Consigna A: Indica si cada afirmación concuerda con el texto fuente y responde sí o no, citando literalmente las palabras del texto que lo deciden: (i) Antes de acostarse, la madre prefiere tomar un café y contar cómo fue su día. (ii) A quien narra, el mundo de laboratorio siempre le pareció sencillo. (iii) Aquella madrugada de abril, quien narra se puso a escribir.
Consigna B:
Contesta estas preguntas con lo que dice el texto fuente:
(i) ¿Qué le mostró la madre a quien narra la primera vez que miró por un microscopio?
(ii) ¿Dónde hizo un colega un reporte televisivo?
(iii) ¿De qué escuchaba hablar a su madre quien narra durante su niñez?
Consigna C: Transcribe sin cambios un fragmento del texto fuente: empieza en las palabras "Casualmente días después" y termina después de "fe de ello.".

───── Texto fuente

Aun así no falta la ternura en su voz: “Por favor mima caliéntame el agua”. Atraviesa el pasillo mientras se despoja de una parte de su vestimenta. Ahí espera un tiempo hasta que todo está listo para entrar y desinfectarse de la cabeza a los pies. Es ese un ritual impostergable, incluso cuando las fuerzas menguan y el cuerpo pide a gritos un descanso.

Ya no hay besos ni abrazos, mas ese amor entre nosotras se alimenta ahora con frases de comprensión; de orgullo sincero que siente la una por la otra. Prefiere, antes de ir a la cama, degustar un café a mi lado y contarme de su día; yo escucho atenta y redescubro esa pasión por lo que hace. Entonces, no puedo menos que sentir admiración por esa mujer que me dio la vida y hoy integra esa lista de valientes que arriesga la suya para salvar a otras tantas.

Y no es cosa de ahora; pasé mi niñez escuchándola hablar de análisis, de helmintos y protozoarios. Aquel mundo de laboratorio siempre me pareció enrevesado: todavía recuerdo la primera vez que me mostró a través de un microscopio el nucléolo, citoplasma y otras partes de una célula. Para ella todo era tan claro, mas yo nunca dejé de hallarlo complicado.

De cierta manera aprendí a ver su esfuerzo como algo tan cotidiano que dejé a otros encomiarla. Quizás por eso aquella madrugada de abril me pegó tan fuerte el orgullo y me nació esa necesidad de escribir, pero no lo hice. Por un lado estaba ese miedo a no ser del todo objetiva y por el otro no llegar a lo que para mí ella merece.

Casualmente días después una amiga me recomendaba contar de su nueva experiencia, en justo reconocimiento a quienes como ella desafían cuerpo a cuerpo la Covid-19 desde los laboratorios. Luego un colega hizo un reporte televisivo en el Centro Provincial de Higiene, Epidemiología y Microbiología, y al verla no pude resistirme. Ahora está aquí, protagonista de mis líneas, esa señora cuyo andar cansado contrasta con su espíritu incansable, y doy fe de ello.

──────────
───── Datos extraídos

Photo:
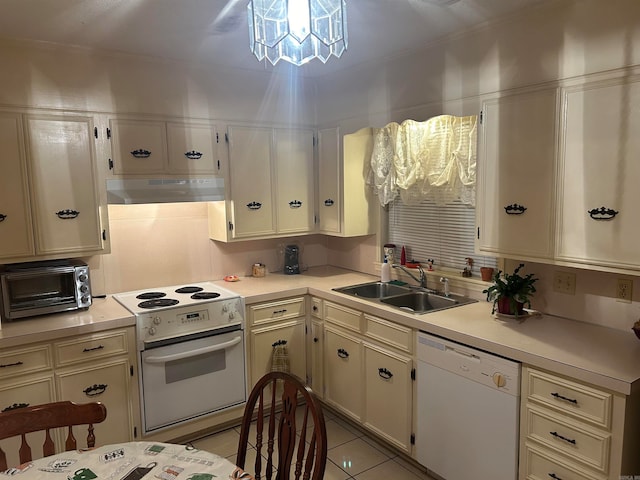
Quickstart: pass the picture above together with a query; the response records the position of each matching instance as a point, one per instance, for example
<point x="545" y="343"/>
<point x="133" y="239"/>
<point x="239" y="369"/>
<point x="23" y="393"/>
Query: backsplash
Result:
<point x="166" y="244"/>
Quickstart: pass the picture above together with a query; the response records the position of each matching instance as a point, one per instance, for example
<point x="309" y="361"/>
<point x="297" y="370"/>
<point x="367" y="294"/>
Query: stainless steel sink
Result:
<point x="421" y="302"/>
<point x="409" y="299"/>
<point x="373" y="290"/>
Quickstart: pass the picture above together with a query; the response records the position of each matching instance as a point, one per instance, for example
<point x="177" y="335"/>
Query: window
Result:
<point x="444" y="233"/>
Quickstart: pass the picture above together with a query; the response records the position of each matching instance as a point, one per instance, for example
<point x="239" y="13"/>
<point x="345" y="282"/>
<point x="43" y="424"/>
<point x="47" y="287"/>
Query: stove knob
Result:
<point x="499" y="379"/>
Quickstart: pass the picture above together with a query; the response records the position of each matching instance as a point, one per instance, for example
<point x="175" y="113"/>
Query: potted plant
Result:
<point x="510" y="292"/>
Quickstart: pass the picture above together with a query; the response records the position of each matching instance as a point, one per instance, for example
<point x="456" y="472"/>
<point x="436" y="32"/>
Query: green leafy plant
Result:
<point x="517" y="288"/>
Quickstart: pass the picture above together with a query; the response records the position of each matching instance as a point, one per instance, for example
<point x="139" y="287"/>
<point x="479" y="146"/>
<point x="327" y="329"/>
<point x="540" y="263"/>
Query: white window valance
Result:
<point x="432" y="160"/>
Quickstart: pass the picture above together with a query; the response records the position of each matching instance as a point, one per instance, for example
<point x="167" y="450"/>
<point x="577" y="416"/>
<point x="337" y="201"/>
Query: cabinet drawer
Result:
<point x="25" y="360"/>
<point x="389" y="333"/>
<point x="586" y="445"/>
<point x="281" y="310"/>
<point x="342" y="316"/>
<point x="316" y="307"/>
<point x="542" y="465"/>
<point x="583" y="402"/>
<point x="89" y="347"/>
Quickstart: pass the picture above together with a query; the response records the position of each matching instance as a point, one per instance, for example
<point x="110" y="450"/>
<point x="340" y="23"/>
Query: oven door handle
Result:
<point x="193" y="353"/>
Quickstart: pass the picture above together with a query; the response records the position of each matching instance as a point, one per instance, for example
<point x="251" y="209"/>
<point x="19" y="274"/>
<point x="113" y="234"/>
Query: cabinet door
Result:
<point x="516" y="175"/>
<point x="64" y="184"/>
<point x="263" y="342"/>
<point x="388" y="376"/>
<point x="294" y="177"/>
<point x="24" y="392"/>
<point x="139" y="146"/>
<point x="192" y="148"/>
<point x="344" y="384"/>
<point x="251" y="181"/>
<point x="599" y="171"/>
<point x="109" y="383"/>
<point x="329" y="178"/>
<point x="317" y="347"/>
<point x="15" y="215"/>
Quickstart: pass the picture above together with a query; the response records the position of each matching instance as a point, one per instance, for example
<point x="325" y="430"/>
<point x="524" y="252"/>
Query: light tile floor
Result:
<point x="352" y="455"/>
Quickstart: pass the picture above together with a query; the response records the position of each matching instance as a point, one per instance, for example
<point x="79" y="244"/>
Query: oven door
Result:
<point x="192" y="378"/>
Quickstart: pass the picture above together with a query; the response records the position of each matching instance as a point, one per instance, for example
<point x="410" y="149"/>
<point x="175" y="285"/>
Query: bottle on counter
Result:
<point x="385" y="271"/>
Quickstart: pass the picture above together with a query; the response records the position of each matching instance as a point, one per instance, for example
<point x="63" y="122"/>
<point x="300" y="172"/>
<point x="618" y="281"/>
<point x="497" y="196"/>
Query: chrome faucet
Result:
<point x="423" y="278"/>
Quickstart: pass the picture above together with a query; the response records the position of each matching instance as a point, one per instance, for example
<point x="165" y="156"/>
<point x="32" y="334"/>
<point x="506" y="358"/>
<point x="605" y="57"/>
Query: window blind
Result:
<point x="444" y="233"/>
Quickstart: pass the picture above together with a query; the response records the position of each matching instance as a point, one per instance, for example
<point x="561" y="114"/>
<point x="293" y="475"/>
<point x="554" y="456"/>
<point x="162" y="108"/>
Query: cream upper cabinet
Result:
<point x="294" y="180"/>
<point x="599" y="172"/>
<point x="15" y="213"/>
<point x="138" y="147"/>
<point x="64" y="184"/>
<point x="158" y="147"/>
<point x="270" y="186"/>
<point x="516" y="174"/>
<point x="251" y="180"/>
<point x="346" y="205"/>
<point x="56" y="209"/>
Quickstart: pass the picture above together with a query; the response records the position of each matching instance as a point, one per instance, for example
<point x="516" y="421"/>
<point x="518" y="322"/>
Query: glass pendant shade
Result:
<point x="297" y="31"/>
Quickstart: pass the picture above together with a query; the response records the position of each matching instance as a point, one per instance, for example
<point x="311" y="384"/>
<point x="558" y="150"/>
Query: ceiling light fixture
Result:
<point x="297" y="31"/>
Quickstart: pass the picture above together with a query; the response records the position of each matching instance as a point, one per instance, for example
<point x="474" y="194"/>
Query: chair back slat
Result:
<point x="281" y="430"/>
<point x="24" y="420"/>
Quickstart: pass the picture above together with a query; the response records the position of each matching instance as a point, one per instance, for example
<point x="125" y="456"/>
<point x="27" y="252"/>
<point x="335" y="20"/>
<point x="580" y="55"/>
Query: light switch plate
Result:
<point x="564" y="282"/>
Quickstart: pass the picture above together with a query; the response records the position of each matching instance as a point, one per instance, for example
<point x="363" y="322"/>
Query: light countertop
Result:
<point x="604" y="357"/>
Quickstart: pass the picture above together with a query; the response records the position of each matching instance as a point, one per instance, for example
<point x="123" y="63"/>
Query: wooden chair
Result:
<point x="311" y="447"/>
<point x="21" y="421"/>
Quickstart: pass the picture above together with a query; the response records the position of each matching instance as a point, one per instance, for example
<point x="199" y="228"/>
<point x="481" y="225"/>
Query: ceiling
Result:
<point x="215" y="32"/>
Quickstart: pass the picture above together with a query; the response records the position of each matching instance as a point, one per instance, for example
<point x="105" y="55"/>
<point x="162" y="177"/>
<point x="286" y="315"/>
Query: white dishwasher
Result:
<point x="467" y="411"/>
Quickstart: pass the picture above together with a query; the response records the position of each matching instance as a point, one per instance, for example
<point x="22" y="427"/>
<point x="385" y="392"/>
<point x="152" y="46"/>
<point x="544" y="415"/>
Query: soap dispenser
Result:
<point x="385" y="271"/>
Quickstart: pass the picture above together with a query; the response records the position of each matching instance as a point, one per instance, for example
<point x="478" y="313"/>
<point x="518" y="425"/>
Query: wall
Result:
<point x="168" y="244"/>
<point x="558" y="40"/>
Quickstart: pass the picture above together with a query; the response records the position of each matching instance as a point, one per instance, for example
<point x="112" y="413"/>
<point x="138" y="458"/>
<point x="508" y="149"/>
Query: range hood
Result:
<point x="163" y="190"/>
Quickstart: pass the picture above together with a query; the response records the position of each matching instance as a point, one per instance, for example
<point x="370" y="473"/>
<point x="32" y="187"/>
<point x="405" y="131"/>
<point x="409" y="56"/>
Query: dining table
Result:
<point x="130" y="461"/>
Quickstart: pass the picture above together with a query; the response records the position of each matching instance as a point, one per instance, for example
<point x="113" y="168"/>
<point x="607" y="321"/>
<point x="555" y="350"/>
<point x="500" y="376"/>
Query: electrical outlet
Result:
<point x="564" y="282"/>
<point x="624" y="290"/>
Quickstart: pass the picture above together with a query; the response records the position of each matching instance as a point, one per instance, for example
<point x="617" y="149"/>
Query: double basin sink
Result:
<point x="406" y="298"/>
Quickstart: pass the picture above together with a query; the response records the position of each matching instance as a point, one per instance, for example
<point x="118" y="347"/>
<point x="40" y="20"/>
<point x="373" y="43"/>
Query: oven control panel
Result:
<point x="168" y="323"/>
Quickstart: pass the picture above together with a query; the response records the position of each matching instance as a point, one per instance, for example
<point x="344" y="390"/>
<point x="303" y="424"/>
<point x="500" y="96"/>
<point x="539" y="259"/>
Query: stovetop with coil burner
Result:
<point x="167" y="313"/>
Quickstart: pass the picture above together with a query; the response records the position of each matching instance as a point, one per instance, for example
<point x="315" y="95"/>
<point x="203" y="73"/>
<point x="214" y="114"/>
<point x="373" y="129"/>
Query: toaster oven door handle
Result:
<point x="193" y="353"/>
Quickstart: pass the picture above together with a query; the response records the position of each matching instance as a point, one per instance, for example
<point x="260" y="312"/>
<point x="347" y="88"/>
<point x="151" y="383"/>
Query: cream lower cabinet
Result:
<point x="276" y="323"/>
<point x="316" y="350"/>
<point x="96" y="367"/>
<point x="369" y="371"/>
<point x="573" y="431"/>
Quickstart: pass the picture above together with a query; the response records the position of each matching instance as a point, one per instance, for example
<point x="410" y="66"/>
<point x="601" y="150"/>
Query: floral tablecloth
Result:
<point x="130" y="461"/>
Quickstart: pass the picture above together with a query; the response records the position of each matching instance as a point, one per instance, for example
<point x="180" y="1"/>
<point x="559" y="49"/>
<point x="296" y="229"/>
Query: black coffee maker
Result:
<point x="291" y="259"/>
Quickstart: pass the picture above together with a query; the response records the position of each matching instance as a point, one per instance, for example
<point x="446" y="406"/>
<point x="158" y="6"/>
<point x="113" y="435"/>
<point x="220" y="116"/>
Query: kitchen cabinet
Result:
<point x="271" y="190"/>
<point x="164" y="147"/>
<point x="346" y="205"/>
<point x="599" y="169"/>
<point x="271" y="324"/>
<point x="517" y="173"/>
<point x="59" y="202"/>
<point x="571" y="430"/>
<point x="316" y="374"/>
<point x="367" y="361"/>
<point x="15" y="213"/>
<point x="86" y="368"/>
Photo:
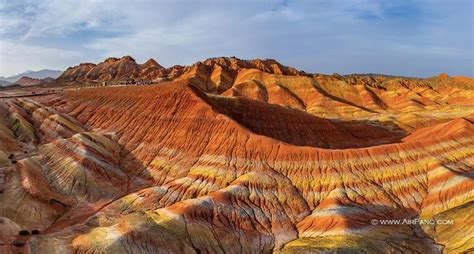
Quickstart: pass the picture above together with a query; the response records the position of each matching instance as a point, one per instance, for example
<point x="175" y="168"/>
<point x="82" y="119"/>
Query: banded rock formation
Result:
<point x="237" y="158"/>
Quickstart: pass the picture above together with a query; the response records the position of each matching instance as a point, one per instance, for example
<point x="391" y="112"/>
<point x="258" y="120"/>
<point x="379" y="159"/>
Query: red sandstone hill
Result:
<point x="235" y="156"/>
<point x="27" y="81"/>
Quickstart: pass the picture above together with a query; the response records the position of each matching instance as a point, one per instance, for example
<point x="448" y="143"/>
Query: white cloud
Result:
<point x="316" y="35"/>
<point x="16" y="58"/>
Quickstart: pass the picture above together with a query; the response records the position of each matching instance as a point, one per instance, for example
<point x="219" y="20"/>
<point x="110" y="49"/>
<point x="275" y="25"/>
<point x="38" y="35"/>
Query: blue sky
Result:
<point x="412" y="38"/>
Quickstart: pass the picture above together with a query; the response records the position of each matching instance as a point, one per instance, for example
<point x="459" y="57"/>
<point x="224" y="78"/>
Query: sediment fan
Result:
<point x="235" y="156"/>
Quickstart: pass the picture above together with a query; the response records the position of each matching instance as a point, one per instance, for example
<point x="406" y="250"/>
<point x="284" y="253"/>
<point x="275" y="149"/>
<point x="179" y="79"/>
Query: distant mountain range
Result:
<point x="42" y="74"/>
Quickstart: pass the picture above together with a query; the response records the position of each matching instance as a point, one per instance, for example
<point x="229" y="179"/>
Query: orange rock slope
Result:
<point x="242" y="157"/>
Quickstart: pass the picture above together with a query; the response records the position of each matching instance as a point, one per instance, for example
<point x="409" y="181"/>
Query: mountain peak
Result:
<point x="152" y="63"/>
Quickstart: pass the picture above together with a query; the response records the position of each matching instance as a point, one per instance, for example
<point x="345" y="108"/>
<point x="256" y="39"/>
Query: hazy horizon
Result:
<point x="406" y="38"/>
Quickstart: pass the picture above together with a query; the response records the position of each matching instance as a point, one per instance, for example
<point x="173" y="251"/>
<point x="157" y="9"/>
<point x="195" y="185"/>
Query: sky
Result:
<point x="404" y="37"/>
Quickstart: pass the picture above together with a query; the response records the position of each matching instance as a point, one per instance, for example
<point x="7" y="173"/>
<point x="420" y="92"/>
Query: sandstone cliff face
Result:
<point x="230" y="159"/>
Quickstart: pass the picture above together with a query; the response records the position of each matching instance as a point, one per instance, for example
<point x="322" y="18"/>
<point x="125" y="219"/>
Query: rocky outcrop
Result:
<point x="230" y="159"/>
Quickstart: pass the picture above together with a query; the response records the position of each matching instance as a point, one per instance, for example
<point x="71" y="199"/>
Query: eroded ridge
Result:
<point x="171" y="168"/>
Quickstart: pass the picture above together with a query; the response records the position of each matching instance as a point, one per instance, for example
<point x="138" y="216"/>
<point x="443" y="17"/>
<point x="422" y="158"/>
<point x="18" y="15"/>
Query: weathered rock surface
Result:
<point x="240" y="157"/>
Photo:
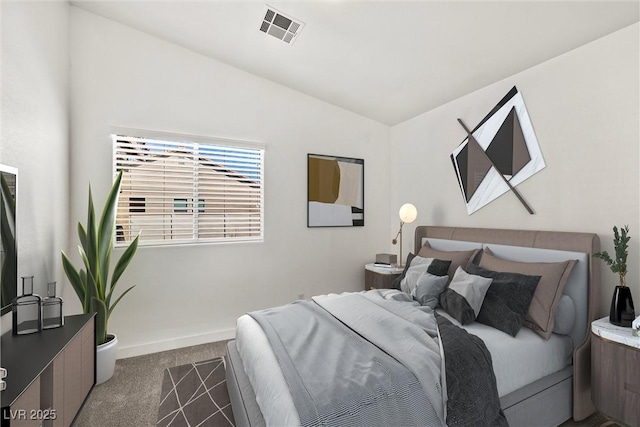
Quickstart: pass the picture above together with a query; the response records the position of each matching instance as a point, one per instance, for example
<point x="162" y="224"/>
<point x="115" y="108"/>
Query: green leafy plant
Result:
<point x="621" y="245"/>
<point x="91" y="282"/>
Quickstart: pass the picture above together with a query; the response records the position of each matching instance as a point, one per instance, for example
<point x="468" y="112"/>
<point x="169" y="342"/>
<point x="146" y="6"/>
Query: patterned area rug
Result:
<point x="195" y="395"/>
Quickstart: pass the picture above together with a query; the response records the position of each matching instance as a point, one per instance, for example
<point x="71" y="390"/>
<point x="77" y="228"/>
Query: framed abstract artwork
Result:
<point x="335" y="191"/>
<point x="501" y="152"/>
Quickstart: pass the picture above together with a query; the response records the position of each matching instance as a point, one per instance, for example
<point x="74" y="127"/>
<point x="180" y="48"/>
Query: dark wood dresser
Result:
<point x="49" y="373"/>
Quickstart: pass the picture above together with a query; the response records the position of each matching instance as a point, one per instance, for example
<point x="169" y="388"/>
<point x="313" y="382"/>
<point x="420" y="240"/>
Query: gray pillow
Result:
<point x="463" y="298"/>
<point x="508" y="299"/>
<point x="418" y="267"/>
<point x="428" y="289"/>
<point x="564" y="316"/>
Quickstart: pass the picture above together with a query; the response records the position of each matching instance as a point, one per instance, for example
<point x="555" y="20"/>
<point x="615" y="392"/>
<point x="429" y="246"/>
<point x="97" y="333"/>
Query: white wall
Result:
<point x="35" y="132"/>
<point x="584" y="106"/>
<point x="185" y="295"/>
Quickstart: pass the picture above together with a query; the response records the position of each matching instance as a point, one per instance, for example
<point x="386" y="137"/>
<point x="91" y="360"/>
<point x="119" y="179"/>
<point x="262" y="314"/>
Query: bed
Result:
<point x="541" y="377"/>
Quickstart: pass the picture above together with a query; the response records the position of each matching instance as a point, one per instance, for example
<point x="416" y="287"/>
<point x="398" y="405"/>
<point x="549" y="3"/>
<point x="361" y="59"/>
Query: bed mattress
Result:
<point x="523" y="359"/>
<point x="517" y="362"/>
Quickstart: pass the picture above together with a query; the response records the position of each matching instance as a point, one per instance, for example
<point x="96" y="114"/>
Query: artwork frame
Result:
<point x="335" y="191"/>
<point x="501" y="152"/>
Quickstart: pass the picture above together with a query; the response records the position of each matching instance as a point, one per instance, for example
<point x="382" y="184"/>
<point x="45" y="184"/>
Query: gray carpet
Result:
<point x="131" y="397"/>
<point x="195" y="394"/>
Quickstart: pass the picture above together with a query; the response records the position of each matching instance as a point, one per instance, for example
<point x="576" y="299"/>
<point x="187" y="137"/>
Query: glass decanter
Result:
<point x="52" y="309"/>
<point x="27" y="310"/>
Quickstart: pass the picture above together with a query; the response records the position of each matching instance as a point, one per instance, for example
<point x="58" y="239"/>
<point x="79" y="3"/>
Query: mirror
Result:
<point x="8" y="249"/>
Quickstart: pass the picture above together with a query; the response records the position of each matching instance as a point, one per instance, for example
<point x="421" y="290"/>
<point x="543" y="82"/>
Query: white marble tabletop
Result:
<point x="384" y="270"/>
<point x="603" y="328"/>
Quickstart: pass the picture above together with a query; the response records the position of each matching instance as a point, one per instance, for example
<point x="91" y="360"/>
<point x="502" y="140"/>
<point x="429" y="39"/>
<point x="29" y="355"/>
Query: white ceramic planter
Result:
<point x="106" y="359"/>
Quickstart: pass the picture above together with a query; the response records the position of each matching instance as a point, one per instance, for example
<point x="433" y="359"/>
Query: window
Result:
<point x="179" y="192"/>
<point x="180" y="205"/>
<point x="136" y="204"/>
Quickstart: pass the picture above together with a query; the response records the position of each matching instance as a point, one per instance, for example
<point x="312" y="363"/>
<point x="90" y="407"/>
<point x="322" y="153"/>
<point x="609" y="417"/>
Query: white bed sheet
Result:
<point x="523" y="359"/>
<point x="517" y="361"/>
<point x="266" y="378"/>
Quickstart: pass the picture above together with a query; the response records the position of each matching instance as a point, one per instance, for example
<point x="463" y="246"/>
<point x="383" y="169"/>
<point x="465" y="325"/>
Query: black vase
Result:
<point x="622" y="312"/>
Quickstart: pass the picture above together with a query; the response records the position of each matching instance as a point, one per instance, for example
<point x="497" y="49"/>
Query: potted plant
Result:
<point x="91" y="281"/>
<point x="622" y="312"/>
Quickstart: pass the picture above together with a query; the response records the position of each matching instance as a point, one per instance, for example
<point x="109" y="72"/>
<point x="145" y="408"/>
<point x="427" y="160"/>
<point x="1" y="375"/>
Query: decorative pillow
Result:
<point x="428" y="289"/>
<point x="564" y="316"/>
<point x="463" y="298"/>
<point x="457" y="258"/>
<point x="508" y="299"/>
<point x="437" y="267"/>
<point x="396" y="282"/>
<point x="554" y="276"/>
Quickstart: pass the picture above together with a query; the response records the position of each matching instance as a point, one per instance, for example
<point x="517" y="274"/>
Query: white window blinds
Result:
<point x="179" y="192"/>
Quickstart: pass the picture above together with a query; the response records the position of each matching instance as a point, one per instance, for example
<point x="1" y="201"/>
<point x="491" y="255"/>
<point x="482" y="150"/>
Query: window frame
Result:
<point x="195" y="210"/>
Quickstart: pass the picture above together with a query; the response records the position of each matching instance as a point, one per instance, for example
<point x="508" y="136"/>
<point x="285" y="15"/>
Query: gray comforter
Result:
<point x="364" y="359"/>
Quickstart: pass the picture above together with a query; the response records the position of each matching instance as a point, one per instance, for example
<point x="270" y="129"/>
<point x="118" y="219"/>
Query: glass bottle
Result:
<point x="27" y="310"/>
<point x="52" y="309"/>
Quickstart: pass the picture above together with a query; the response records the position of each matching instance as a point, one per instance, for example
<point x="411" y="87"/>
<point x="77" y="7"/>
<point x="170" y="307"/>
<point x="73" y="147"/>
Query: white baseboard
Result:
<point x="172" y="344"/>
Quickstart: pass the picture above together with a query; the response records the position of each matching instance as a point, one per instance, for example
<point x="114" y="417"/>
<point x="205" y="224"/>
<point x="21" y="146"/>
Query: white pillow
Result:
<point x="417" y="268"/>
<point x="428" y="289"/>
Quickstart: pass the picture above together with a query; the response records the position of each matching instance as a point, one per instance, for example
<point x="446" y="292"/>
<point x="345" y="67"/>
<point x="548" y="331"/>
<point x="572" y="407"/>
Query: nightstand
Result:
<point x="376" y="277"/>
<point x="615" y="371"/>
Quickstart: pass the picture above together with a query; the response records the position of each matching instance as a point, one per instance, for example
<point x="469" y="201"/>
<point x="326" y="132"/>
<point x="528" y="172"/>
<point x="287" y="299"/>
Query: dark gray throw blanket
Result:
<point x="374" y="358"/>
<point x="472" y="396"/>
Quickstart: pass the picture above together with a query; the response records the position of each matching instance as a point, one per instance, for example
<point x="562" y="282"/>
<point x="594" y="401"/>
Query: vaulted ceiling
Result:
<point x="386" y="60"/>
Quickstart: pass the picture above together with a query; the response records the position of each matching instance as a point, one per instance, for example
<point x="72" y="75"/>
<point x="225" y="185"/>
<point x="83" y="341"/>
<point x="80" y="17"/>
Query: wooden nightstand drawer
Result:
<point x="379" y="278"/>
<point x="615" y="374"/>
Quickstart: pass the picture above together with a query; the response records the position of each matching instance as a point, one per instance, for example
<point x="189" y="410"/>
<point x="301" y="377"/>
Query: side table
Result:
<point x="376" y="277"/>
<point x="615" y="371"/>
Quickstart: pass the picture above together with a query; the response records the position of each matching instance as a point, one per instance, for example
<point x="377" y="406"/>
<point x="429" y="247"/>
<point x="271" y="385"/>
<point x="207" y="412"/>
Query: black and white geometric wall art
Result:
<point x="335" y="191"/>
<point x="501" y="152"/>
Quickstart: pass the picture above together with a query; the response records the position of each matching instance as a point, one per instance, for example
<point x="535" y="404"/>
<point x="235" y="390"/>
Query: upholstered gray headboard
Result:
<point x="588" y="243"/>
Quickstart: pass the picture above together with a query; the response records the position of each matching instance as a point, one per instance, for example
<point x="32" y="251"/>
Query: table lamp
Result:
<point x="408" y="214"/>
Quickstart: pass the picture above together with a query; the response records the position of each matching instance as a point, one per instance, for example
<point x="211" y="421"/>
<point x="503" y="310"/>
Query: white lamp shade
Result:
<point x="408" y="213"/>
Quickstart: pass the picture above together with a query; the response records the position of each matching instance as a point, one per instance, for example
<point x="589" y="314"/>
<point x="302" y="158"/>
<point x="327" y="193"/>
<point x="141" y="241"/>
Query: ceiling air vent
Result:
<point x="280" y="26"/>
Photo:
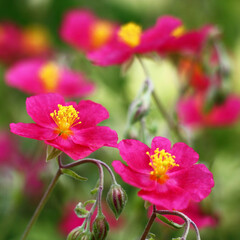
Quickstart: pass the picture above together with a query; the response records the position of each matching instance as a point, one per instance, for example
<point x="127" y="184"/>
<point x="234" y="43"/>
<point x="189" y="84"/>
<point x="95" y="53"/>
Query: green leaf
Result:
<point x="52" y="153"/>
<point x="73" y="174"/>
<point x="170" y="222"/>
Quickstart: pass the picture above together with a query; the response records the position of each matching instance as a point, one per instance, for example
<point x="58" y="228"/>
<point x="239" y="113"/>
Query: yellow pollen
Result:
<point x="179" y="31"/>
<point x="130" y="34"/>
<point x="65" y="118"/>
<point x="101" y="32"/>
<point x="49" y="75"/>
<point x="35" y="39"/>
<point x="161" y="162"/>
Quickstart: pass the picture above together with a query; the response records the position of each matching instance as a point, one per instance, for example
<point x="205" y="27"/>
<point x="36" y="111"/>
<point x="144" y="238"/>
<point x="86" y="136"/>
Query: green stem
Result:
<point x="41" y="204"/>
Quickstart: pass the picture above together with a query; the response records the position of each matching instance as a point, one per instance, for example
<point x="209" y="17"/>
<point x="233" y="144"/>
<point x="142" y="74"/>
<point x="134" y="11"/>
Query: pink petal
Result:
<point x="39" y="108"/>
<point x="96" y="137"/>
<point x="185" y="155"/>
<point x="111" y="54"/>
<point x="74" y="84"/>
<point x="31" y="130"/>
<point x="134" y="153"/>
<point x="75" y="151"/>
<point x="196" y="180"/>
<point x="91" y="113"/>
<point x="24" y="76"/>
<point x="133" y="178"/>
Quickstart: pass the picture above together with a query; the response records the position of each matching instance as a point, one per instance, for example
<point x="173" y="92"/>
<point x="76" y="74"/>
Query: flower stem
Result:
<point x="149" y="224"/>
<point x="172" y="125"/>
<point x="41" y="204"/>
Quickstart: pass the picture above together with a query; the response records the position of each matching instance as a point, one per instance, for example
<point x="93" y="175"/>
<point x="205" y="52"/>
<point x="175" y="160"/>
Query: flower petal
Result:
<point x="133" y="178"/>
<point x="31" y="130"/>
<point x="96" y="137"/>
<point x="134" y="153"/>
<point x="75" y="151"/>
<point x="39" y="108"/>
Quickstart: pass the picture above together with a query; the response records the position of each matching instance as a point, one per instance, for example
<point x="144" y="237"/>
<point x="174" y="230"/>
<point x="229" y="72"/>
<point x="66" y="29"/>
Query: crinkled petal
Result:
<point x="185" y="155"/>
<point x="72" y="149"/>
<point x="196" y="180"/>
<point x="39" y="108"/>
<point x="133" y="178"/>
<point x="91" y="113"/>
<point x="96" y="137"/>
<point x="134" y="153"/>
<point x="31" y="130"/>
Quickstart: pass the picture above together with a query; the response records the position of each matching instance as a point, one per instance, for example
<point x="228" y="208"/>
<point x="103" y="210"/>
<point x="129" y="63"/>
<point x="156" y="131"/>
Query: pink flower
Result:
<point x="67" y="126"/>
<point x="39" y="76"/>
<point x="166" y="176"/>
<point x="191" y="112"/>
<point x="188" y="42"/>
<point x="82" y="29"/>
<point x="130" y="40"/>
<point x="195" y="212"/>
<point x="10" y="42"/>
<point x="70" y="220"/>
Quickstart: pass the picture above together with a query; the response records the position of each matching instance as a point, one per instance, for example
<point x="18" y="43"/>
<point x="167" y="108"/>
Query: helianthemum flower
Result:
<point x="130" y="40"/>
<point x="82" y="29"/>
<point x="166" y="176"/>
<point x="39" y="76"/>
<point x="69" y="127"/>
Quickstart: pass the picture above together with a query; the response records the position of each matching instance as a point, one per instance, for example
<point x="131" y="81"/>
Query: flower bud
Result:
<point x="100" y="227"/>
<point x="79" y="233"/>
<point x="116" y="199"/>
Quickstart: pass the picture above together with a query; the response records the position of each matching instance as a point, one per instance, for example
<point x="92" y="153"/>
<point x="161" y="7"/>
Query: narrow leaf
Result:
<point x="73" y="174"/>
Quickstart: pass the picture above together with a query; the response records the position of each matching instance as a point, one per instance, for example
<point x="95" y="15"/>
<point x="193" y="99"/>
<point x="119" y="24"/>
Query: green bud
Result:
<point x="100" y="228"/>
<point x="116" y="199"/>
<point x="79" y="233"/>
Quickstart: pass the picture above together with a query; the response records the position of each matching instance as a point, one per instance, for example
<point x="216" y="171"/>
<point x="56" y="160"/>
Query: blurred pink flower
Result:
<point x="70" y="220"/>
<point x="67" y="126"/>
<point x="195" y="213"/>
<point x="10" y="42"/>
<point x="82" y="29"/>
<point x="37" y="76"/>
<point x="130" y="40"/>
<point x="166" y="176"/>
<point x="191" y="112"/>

──────────

Solución A:
(i) Sí: "Prefiere, antes de ir a la cama, degustar un café a mi lado y contarme de su día".
(ii) No: "Aquel mundo de laboratorio siempre me pareció enrevesado".
(iii) No: "me nació esa necesidad de escribir, pero no lo hice".

Solución B:
(i) El nucléolo, el citoplasma y otras partes de una célula.
(ii) En el Centro Provincial de Higiene, Epidemiología y Microbiología.
(iii) De análisis, de helmintos y protozoarios.

Solución C:
Casualmente días después una amiga me recomendaba contar de su nueva experiencia, en justo reconocimiento a quienes como ella desafían cuerpo a cuerpo la Covid-19 desde los laboratorios. Luego un colega hizo un reporte televisivo en el Centro Provincial de Higiene, Epidemiología y Microbiología, y al verla no pude resistirme. Ahora está aquí, protagonista de mis líneas, esa señora cuyo andar cansado contrasta con su espíritu incansable, y doy fe de ello.